GIVEN PASSAGE
=== Section Start ===
He sums up the modern history of the Labour Party as an increasingly abusive marriage between a salt-of-the-earth, working-class dad, with his lived experiences and solid values, and an educated middle-class mum, with her good intentions and upwardly mobile aspirations. Not only is this touchingly politically incorrect, it’s also slightly bonkers: the dad we are told represents Aristotle (common good, balance), the mum Plato (ideal types, purity), and it’s the mum (in the form of all those Oxford-educated public schoolboys from Tony Crosland to Tony Blair) who has been meting out the punishment in recent decades, leaving the dad a shadow of his former self. Still, you can see what he means. The same is true of his most notorious flight of fancy: the idea that modern Britain needs to learn from what he calls ‘the Tudor commonwealth statecraft tradition’. Apparently the Tudors saw the realm as a hotchpotch of balanced and overlapping interests, inherently resistant to top-down reorganisation and needing to be nurtured through an Aristotelian conception of the common good. It’s not hard to quibble with the history (Henry VIII and his henchmen didn’t find the realm all that resistant to top-down reorganisation). But the phrase ‘Tudor statecraft’ stays in the mind long after the tired New Labour soundbites have been forgotten.
For a writer who isn’t afraid to say what he thinks no matter how odd it makes him sound, Glasman is strangely reticent on some pretty basic questions. One is the role of the Labour Party in achieving his vision. Glasman simply takes it for granted that if you want Tudor statecraft, Labour is the party to deliver it. This is because the Labour Party is the only progressive force in British politics that still has some Aristotelian DNA, if only poor henpecked dad could be persuaded to stop moping on the sofa watching Sky Sports and rediscover his mojo. It is the British dimension that’s the problem here. Glasman is big on Englishness (another of his faintly bonkers initiatives has been to try to open up a dialogue with the English Defence League). In his terms this sort of nationalism is OK, because it’s probably the most effective glue binding communities together. However, this sort of nationalism is not OK for Labour, since it is liable to destroy the party’s chances of returning to government in the foreseeable future. All the other parties can feed off the nationalist fragmentation of the UK in one form or another: the Scottish and Welsh nationalists, the Tories in England, and even the Lib Dems on the Celtic fringes, once the voters have returned them to their traditional role as a party of enraged but futile opposition. Labour has to extend its appeal across national borders if it is not going to get squeezed. To put it bluntly, the party needs Scotland to govern England. In that sense, it is Stuart statecraft that will be required, which is probably much less Glasman’s cup of tea (and a much less comfortable historical model, for obvious reasons). But without a convincing account of the reason different national communities need to be joined together in a larger whole, under a leader who can claim to speak for all of them, Labour may be finished as an electoral force.
=== Section End ===
GIVEN RECORDS
=== Section Start ===
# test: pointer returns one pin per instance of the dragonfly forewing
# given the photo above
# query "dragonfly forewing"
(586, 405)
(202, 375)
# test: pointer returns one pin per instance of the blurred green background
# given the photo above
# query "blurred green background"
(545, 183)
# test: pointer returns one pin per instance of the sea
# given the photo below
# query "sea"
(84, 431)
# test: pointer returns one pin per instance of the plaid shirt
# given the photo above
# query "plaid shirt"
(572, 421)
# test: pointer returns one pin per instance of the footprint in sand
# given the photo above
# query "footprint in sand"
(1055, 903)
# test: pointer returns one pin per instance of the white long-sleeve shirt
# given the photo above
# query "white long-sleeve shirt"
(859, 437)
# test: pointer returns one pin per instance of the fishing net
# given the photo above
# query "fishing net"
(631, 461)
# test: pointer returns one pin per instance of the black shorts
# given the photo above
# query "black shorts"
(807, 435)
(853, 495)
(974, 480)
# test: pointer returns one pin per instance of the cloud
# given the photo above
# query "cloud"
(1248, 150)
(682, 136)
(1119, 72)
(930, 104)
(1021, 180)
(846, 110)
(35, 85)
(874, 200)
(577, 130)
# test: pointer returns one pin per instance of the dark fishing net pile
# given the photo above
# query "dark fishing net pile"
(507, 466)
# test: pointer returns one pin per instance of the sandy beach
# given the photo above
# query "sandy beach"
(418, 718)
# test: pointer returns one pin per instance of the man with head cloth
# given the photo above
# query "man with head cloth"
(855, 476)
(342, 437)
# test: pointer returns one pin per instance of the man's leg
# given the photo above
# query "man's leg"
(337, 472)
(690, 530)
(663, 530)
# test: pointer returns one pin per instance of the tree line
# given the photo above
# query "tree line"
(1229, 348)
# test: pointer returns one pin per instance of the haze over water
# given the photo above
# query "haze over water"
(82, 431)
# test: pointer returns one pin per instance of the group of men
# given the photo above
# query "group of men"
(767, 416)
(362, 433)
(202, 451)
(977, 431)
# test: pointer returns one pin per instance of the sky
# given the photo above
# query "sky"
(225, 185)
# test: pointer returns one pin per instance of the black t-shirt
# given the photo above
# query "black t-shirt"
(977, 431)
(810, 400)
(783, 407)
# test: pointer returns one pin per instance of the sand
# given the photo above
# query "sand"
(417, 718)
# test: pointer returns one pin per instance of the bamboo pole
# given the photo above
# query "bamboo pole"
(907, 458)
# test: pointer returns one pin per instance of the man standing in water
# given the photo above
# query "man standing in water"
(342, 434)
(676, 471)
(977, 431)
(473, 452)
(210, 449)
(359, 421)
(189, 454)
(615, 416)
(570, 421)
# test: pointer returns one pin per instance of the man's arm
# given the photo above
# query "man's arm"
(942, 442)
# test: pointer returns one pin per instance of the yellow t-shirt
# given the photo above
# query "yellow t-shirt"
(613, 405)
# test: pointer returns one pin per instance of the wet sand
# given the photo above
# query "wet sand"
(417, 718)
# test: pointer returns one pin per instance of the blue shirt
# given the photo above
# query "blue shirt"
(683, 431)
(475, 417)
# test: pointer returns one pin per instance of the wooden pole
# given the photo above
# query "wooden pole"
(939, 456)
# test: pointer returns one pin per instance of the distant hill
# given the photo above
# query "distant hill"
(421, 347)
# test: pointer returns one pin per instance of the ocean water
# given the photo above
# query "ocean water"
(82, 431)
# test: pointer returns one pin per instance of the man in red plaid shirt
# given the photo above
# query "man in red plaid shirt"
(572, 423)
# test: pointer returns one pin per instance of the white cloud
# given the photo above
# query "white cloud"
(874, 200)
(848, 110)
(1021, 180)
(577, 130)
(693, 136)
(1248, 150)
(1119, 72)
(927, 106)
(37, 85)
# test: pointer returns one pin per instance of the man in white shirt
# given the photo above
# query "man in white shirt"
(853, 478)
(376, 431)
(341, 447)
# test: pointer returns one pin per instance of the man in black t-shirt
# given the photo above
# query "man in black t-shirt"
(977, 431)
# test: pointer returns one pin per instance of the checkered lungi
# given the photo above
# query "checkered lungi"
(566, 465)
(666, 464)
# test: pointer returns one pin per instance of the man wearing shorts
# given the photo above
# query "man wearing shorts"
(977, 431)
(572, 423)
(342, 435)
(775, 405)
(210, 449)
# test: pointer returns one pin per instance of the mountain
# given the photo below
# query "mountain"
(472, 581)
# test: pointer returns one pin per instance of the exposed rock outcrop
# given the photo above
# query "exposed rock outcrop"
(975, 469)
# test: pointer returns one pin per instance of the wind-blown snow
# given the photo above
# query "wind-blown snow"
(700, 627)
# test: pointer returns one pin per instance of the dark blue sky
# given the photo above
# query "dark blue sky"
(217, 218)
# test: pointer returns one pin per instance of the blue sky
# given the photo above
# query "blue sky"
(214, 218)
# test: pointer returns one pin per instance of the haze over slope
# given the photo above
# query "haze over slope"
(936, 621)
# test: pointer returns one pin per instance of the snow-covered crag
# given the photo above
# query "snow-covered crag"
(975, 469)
=== Section End ===
USING THE INFORMATION
• a. Answer these questions from the passage on Glasman and the Labour Party.
(i) In Glasman's picture of the party as a marriage, which philosopher does the dad represent?
(ii) With which group has Glasman tried to open a dialogue?
(iii) What does the passage say the party needs in order to govern England?
• b. Resume the passage on Glasman and the Labour Party after its final sentence, writing one further paragraph in the same voice.
The entries play no part in this exercise.

ANSWERS TO THE PROBLEMS
• a.
(i) Aristotle
(ii) The English Defence League
(iii) Scotland

• b.
That, though, raises a bigger question. Is democratic micro-entanglement consistent with wanting to win elections? Glasman, along with almost every other contributor to this volume, assumes that Blue Labour is a way of reinvigorating democracy. By democracy, I take it they mean electoral democracy or representative democracy or liberal democracy as it’s sometimes called: you know, the kind of thing we have in this country, with regular elections, professional political parties, a free press and occasional changes of government. Of course, the point of the Blue Labour critique is that this model of politics has become tired and needs some life put back into it. The assumption is that micro-democracy will be good news for macro-democracy, making it more dynamic and responsive. To use one of the ugliest words in the contemporary lexicon, Glasman and his colleagues believe that micro-democracy is scalable: get it right at the local level, and the rest will follow. But will it? Given that Glasman is not afraid of taking pot-shots at sacred cows, it’s surprising that he doesn’t really consider the alternative. What if macro-democracy is bad news for community empowerment, indeed makes it irrelevant? What if democracy – the kind of thing we have in this country – is the real enemy?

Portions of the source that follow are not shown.